● Ejercicio 1
Transcribe literalmente el fragmento de la entrevista a Carlos Trillo comprendido entre «-¿Qué experiencias recuerda» y «de Dickens, ¿no?», ambos incluidos.
● Ejercicio 2
Según la entrevista a Carlos Trillo, ¿a qué colegio iba él en tranvía?
● Ejercicio 3
¿Coinciden con la entrevista a Carlos Trillo estas afirmaciones? Responde sí o no a cada una y cita las palabras del texto que lo deciden. (a) El padre de Trillo era colectivero. (b) De chico, Trillo jugaba mucho a la pelota. (c) Trillo aceptó escribir las nuevas historias de Tex.

● Texto de lectura
Viajaba de «chamuyante» en la 229, esa línea «con los colores de Boca que ahora es la 29». Su padre era colectivero y Carlos Trillo, con sus pocos años, conocía a casi todos sus compañeros. En la misma época, cada martes por la tarde, con sus amigos, caminaban hasta la estación Bulnes del subte y, entre todos, le pagaban a uno el viaje de ida y vuelta hasta Tribunales para que comprara, unas horas antes de que llegara a todos los kioscos, el Hora Cero Semanal en que aparecía por entregas El Eternauta, de Héctor Germán Oesterheld y Francisco Solano López. En la escuela tenía que cuidar esas historietas. «Si una maestra te las veía, te las sacaba y rompía», cuenta, haciendo el gesto de quien rasga al medio un formulario viejo. 60 años después, Trillo es un guionista consagrado del noveno arte argentino, y seguramente uno de los más leídos del país, y no sólo del país. Decenas de miles leyeron día a día su El Loco Chávez, que dibujaba Horacio Altuna para la contratapa del diario Clarín. Miles disfrutaron la potencia simbólica de Las puertitas del Señor López, en Humor y con el mismo compañero. Y, ya fuera de las fronteras, su talento es reconocido, por ejemplo, en Francia, donde publica constantemente, y cada vez que viaja a Italia se reúne con un editor que le insiste para que escriba las nuevas historias de Tex, un personaje clásico de la península. «Pero yo le dije que eso no me sale, no entiendo a un cowboy que llega, salva a un pueblo, la chica le da un beso y él se sigue yendo por el camino polvoriento, ¿no le dan ganas de quedarse una semanita?», cuestiona. En Argentina el año pasado fue premiado por su trayectoria y elegido autor destacado del Festival Internacional Viñetas Sueltas.
-¿Cómo recuerda su infancia?
-Se estaba bien en esa época. Yo vivía en Bulnes y Paraguay, iba en tranvía al colegio Nacional Belgrano, que quedaba en Ecuador y Charcas. Eran tiempos más sencillos, más provincianos, los chicos éramos más agrestes, la escuela era pública y buena, casi no había colegios privados.
-¿Cómo era el Trillo estudiante?
-Muy aplicado no, pero era vivo para hablar. Si me dejaban, zafaba.
-¿Qué experiencias recuerda de la niñez?
-No sé si teníamos tantas experiencias, o si era que yo no las registraba, la verdad. Fui un chico muy lector, porque era miope y bizco, tenía un ojo como Sartre. Después me lo corrigieron, pero me quedó la visión muy disminuida de mi ojo izquierdo. Eso me condenaba a usar anteojos y por eso jugaba poco a la pelota. Porque, claro: los anteojos se rompían, y sin ellos no veía un carajo. Quizás eso me hizo lector. También iba mucho al cine, a esas salas de tres películas, los continuados. Éramos una banda de chicos, teníamos tres potreros, andábamos en bicicleta por la calle, que era empedrada. Parece una película de Dickens, ¿no?

● Extractos del material
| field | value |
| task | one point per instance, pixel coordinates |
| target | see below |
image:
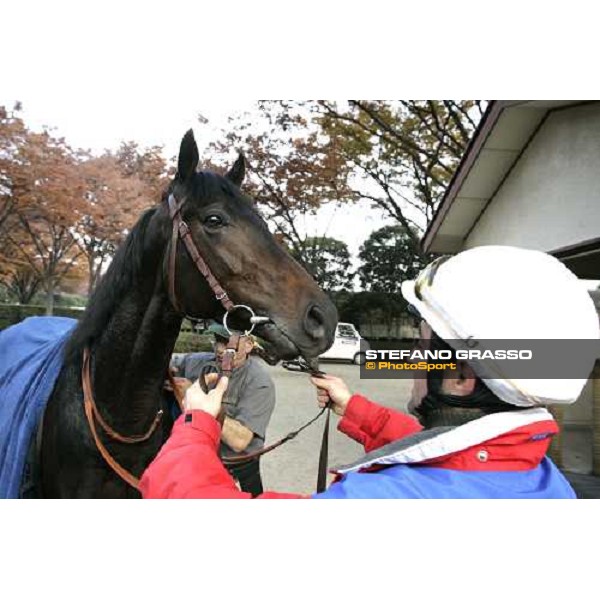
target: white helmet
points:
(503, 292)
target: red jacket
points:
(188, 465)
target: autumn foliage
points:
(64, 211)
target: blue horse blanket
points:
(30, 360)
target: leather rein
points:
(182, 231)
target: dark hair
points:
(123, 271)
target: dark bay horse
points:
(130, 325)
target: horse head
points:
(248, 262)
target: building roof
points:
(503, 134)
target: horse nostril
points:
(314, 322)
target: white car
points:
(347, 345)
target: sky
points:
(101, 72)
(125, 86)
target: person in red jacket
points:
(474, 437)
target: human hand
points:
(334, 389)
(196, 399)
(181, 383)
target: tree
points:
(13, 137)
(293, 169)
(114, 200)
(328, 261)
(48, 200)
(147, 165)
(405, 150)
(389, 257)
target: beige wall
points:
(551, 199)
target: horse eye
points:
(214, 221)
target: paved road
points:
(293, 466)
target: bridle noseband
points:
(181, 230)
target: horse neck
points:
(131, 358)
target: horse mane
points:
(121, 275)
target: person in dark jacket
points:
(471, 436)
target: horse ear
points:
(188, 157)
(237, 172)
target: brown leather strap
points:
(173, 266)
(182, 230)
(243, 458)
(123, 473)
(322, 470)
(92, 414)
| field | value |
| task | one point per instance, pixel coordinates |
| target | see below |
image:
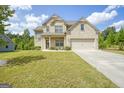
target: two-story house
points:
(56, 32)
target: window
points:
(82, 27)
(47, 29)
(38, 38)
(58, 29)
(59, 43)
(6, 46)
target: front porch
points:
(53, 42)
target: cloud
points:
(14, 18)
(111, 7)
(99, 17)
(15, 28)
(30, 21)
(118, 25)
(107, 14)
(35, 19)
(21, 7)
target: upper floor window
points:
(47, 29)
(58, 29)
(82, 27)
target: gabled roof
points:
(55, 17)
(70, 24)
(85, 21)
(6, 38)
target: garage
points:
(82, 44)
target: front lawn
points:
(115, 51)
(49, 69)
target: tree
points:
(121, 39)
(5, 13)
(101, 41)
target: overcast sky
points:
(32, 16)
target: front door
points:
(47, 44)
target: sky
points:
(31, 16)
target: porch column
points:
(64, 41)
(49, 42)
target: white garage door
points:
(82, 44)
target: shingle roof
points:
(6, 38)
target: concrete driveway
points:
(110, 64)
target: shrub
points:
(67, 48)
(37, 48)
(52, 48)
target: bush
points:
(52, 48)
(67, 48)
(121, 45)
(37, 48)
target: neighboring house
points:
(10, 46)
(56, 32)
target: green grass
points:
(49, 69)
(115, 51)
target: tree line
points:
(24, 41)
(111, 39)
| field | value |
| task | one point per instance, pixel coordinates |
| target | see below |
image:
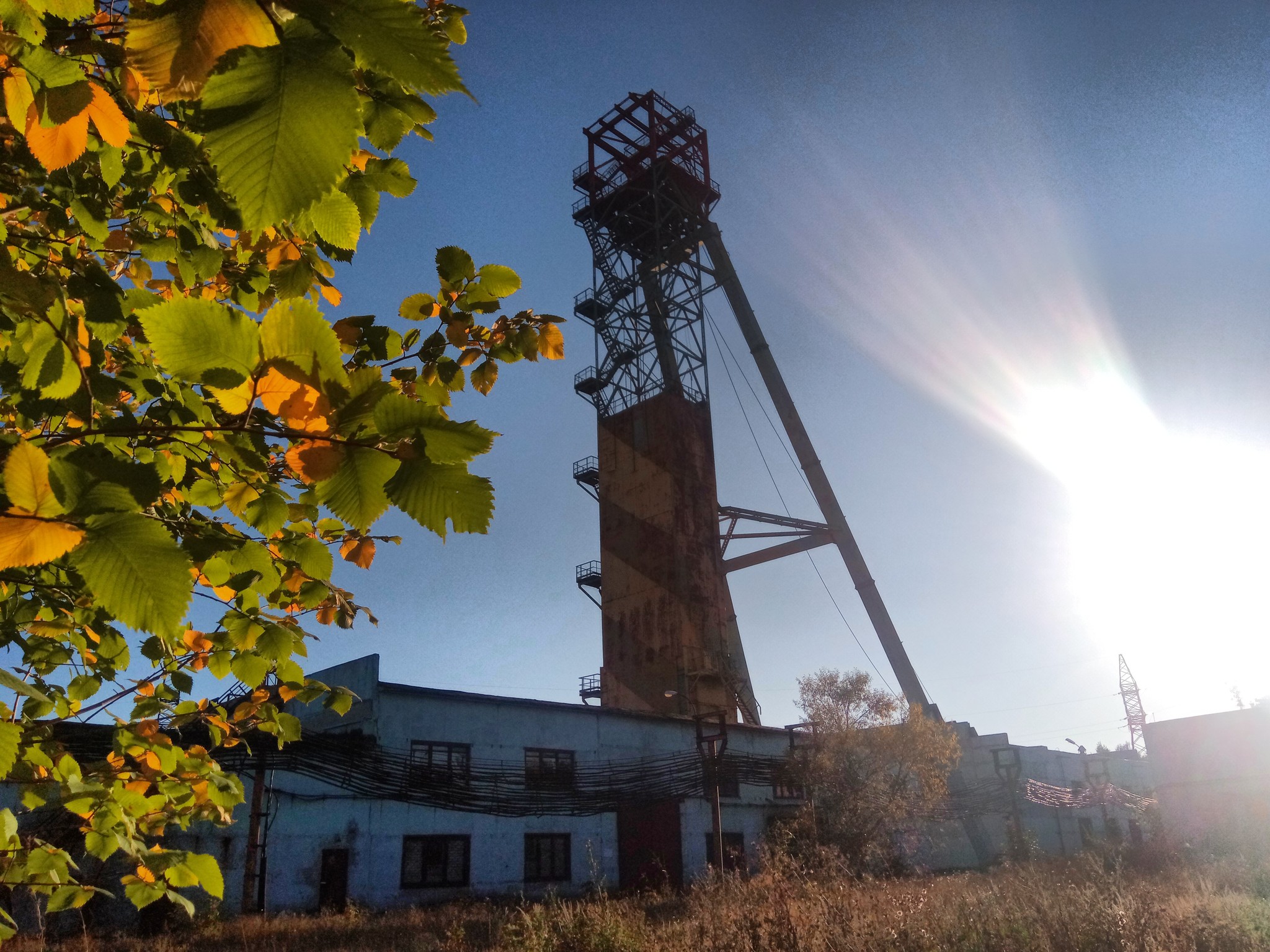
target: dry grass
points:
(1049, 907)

● Respuesta 1
-¿Qué experiencias recuerda de la niñez?
-No sé si teníamos tantas experiencias, o si era que yo no las registraba, la verdad. Fui un chico muy lector, porque era miope y bizco, tenía un ojo como Sartre. Después me lo corrigieron, pero me quedó la visión muy disminuida de mi ojo izquierdo. Eso me condenaba a usar anteojos y por eso jugaba poco a la pelota. Porque, claro: los anteojos se rompían, y sin ellos no veía un carajo. Quizás eso me hizo lector. También iba mucho al cine, a esas salas de tres películas, los continuados. Éramos una banda de chicos, teníamos tres potreros, andábamos en bicicleta por la calle, que era empedrada. Parece una película de Dickens, ¿no?

● Respuesta 2
Al colegio Nacional Belgrano, que quedaba en Ecuador y Charcas.

● Respuesta 3
(a) Sí: «Su padre era colectivero».
(b) No: «por eso jugaba poco a la pelota».
(c) No: «Pero yo le dije que eso no me sale».